## Dataset
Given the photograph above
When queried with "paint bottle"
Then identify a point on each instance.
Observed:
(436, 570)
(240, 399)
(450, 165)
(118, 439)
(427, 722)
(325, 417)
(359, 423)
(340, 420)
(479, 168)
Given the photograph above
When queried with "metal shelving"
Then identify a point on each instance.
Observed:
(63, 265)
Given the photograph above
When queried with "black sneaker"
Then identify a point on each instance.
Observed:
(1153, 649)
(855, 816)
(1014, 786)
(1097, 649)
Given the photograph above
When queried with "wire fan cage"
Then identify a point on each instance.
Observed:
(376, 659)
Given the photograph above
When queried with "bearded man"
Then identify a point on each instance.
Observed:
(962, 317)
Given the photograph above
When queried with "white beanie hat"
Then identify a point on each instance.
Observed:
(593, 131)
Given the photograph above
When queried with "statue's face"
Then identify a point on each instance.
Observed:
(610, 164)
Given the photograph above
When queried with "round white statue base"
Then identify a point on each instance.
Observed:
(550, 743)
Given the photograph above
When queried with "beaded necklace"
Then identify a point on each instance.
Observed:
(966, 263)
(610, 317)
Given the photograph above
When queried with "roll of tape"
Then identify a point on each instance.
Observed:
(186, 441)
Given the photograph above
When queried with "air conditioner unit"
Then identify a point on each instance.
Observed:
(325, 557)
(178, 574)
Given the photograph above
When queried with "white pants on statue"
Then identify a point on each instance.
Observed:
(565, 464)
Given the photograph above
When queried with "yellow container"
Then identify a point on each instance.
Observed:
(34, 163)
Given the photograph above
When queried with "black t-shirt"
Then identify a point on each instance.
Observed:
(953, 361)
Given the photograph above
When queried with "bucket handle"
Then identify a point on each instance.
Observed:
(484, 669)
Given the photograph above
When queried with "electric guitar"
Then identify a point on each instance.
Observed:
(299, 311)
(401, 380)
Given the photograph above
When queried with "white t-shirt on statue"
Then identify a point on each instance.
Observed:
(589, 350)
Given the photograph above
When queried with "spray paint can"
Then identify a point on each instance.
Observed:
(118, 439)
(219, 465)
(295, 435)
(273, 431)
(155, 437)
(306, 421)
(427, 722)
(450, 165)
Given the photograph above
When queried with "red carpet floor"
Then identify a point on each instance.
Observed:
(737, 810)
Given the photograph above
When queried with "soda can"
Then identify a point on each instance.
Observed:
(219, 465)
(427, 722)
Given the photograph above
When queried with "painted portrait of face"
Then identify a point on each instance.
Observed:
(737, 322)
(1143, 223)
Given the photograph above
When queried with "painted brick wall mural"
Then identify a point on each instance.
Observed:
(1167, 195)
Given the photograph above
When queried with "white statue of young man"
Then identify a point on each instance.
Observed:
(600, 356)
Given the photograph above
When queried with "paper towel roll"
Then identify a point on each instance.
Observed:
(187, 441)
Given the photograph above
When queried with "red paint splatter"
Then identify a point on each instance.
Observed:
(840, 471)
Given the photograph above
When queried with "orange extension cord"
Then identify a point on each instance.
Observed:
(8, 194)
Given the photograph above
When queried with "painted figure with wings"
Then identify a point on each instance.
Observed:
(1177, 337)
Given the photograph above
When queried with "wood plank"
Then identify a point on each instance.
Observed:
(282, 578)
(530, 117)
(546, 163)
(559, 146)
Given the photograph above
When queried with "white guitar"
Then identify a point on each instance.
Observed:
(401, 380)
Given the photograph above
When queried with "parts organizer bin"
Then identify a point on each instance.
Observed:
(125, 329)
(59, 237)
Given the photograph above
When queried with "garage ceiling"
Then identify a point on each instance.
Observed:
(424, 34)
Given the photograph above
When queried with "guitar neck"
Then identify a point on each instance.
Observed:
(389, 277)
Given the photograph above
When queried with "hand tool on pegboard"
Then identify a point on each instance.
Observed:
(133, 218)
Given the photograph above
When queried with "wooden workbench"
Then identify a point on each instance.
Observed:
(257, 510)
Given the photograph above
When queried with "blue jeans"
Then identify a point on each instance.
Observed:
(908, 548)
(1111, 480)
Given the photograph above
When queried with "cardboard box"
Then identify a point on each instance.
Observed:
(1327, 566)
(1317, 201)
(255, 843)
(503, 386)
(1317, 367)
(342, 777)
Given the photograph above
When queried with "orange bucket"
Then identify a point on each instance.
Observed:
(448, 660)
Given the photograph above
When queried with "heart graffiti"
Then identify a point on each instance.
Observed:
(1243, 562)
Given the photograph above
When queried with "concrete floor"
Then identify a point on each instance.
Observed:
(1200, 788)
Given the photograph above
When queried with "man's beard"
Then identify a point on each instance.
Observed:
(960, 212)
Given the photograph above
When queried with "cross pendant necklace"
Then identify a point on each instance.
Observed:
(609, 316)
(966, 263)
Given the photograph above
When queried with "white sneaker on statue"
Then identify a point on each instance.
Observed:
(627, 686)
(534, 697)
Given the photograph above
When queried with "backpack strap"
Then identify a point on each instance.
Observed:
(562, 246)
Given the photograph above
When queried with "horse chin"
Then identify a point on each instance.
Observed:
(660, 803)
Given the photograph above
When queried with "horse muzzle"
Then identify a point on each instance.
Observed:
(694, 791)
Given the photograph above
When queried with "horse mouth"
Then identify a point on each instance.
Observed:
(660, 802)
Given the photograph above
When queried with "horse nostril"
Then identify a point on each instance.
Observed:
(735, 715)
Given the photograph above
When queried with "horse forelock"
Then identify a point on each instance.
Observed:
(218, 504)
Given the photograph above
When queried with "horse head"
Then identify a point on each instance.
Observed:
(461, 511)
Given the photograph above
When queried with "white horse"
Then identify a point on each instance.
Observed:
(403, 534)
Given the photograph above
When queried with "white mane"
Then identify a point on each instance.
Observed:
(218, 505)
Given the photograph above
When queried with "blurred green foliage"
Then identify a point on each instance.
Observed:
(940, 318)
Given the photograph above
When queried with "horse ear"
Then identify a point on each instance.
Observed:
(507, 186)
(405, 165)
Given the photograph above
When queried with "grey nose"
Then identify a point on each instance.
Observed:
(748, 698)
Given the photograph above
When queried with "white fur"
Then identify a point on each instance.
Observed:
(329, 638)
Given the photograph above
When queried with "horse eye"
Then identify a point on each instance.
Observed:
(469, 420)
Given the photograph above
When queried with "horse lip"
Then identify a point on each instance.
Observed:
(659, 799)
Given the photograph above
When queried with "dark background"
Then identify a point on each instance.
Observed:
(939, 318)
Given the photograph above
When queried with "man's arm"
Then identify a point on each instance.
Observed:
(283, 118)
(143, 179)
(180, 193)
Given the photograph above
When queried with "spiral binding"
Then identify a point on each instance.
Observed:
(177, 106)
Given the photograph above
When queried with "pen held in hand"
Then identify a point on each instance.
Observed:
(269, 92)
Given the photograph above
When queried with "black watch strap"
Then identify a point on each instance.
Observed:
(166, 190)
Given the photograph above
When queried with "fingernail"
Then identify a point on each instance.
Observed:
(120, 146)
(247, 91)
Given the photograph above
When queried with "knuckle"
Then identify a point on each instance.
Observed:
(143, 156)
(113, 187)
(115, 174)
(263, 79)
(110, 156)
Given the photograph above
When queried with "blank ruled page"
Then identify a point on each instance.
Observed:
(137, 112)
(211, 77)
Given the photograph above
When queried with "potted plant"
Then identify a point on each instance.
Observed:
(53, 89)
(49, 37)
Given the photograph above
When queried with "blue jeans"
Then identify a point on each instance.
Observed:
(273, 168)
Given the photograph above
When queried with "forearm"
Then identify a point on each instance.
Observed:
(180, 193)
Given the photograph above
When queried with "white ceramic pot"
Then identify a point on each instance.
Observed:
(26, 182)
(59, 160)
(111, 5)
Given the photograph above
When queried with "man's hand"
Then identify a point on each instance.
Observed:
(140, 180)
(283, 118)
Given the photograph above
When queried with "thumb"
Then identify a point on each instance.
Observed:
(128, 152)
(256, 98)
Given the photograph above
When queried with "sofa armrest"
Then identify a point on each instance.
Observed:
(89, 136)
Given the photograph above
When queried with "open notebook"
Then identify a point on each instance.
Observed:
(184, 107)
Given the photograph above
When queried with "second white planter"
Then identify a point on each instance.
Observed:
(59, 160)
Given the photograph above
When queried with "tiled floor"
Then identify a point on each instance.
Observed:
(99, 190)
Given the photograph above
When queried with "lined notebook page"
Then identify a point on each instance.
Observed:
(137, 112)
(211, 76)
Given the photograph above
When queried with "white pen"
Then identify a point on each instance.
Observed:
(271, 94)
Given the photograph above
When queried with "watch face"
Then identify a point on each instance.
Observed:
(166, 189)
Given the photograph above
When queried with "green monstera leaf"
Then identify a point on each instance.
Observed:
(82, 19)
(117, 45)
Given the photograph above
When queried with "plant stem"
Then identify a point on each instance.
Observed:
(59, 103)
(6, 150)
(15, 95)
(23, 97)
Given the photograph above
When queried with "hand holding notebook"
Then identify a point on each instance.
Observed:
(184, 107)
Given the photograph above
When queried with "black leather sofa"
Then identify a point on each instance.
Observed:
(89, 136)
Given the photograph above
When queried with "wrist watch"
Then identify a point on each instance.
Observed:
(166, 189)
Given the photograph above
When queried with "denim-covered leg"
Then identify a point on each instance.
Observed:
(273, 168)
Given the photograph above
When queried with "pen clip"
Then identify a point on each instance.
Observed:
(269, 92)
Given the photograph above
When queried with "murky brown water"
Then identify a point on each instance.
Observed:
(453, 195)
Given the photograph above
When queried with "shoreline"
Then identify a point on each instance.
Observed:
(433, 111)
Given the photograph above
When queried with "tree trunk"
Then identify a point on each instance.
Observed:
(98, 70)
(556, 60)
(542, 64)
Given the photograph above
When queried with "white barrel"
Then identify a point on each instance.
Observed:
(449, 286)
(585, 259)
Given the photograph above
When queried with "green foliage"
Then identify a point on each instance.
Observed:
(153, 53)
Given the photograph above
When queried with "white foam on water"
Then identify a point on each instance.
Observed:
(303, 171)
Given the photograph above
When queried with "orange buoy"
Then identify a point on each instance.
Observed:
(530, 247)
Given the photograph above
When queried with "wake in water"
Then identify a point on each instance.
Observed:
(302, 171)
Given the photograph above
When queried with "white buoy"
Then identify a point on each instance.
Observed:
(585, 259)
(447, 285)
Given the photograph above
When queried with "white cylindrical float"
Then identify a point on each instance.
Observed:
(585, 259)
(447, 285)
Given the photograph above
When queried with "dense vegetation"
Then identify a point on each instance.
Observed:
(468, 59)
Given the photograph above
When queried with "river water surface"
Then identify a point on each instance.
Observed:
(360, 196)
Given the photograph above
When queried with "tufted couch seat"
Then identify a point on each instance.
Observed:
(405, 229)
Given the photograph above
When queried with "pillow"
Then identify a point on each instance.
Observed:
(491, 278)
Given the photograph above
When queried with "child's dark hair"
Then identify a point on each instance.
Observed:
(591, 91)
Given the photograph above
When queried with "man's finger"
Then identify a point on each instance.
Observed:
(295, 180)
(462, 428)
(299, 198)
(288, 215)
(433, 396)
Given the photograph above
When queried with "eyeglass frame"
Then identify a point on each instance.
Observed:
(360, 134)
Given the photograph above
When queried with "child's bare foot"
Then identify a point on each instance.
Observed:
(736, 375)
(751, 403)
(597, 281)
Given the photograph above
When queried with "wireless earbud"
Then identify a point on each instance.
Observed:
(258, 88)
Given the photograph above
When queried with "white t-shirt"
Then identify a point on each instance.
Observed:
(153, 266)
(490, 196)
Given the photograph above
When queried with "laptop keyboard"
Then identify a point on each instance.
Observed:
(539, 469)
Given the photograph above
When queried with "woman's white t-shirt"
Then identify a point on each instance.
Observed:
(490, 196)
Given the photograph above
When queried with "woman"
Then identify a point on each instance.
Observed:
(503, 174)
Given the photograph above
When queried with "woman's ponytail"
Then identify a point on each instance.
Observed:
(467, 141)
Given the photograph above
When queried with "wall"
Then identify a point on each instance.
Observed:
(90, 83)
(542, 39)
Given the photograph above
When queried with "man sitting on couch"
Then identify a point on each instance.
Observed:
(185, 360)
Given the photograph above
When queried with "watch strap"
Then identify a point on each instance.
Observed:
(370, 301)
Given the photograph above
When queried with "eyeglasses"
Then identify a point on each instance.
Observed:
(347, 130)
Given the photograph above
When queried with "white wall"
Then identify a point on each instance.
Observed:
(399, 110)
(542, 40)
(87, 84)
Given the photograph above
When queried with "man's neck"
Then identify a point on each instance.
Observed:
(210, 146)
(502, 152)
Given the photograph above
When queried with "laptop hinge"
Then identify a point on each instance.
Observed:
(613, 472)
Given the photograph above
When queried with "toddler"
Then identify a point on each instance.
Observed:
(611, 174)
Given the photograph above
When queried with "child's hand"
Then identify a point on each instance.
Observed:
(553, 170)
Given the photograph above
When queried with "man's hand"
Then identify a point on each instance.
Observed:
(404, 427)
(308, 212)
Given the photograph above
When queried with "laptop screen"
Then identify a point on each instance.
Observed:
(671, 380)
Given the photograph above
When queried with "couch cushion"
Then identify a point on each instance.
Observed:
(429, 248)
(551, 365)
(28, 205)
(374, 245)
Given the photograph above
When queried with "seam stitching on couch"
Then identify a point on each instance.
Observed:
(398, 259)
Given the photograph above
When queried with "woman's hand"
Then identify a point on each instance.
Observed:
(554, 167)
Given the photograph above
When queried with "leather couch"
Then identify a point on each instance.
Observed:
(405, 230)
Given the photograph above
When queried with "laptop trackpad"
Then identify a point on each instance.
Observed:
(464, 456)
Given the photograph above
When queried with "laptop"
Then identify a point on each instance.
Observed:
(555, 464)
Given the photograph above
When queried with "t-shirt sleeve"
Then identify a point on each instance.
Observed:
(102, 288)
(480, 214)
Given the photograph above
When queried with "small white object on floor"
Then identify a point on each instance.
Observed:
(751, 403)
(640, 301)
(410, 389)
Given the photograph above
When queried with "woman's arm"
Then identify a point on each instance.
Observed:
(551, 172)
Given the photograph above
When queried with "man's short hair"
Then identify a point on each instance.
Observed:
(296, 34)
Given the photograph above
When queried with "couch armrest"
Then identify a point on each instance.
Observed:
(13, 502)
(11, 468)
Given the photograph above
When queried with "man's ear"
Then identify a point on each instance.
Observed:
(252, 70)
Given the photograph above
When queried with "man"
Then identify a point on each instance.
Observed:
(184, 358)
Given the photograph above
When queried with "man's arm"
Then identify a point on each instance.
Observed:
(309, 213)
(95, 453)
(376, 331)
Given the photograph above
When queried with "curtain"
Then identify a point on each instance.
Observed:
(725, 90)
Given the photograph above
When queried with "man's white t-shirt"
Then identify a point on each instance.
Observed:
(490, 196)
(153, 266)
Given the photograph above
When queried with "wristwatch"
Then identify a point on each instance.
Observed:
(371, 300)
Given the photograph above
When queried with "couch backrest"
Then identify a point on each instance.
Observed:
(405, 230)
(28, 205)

## Work to be completed
Pull out all lines containing the word "orange" from the entries above.

## Task result
When queried with "orange extension cord"
When queried with "orange bucket"
When queried with "orange buoy"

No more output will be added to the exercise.